What the exercise asks:
The expected answer is the data below, retyped exactly.

Referring expression pointing data
>>

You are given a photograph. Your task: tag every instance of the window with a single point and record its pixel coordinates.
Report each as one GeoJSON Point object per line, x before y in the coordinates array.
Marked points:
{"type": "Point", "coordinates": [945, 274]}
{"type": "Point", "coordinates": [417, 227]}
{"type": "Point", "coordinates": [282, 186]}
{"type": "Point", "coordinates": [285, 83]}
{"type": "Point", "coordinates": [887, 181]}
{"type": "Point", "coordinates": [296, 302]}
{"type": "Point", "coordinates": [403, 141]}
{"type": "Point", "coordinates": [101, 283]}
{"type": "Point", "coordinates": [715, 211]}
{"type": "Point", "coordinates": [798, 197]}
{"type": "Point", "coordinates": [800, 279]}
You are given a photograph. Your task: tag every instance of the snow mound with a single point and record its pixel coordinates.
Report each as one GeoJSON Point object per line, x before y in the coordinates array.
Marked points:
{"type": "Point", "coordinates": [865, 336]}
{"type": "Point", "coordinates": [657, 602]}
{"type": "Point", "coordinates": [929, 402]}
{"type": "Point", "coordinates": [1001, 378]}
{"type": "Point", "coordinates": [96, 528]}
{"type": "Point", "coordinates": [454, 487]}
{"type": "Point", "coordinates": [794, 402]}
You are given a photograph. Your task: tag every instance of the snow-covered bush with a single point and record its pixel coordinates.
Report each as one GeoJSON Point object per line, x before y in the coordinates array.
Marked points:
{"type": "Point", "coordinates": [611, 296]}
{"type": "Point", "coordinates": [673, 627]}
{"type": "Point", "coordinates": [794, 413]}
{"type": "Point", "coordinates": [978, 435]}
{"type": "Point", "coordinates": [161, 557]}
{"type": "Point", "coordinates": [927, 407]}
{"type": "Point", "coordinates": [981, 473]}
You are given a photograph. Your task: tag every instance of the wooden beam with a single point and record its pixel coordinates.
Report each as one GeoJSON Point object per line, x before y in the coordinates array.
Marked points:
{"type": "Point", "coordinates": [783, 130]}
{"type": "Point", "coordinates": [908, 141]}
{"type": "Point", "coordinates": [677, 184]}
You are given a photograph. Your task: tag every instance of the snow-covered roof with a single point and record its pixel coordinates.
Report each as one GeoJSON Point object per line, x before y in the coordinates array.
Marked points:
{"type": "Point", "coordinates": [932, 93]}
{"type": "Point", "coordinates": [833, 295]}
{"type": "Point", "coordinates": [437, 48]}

<<

Written solution:
You are given a photograph. Your task: tag every instance of the window with a single point and record its pixel coordinates.
Report each as one GeoJSON Point object per line, x before y in the coordinates array.
Marked points:
{"type": "Point", "coordinates": [945, 274]}
{"type": "Point", "coordinates": [417, 227]}
{"type": "Point", "coordinates": [282, 186]}
{"type": "Point", "coordinates": [285, 83]}
{"type": "Point", "coordinates": [887, 181]}
{"type": "Point", "coordinates": [296, 302]}
{"type": "Point", "coordinates": [403, 141]}
{"type": "Point", "coordinates": [101, 283]}
{"type": "Point", "coordinates": [715, 211]}
{"type": "Point", "coordinates": [798, 197]}
{"type": "Point", "coordinates": [800, 279]}
You are given a photograph. Your task: tag every instance of the snow mound with a single point and record its pixel coordinates.
Report each as one GeoJSON Point object per line, x before y in the coordinates array.
Marked points:
{"type": "Point", "coordinates": [865, 336]}
{"type": "Point", "coordinates": [657, 602]}
{"type": "Point", "coordinates": [929, 402]}
{"type": "Point", "coordinates": [1001, 378]}
{"type": "Point", "coordinates": [96, 528]}
{"type": "Point", "coordinates": [454, 487]}
{"type": "Point", "coordinates": [794, 402]}
You are given a photograph. Your task: tag every instance of the snow-covered bush with a single point and record its pixel coordinates.
Report each as one GeoJSON Point object per line, x before y in the coordinates array.
Marked points:
{"type": "Point", "coordinates": [611, 296]}
{"type": "Point", "coordinates": [673, 627]}
{"type": "Point", "coordinates": [794, 413]}
{"type": "Point", "coordinates": [978, 435]}
{"type": "Point", "coordinates": [161, 557]}
{"type": "Point", "coordinates": [927, 407]}
{"type": "Point", "coordinates": [981, 473]}
You are given a photograph. Your task: tag every instance of the wooden beam with a single point and record its pixel coordinates.
Report each as one GeoJSON Point object per line, x before y in the coordinates array.
Marked points:
{"type": "Point", "coordinates": [783, 130]}
{"type": "Point", "coordinates": [908, 141]}
{"type": "Point", "coordinates": [677, 184]}
You are given a photograph. Your task: tag every instance of the snow-covered roof with a single point and record its pixel coordinates.
Report each as one GeoJSON Point object per line, x before y in the coordinates array.
Marked points:
{"type": "Point", "coordinates": [932, 93]}
{"type": "Point", "coordinates": [833, 295]}
{"type": "Point", "coordinates": [437, 48]}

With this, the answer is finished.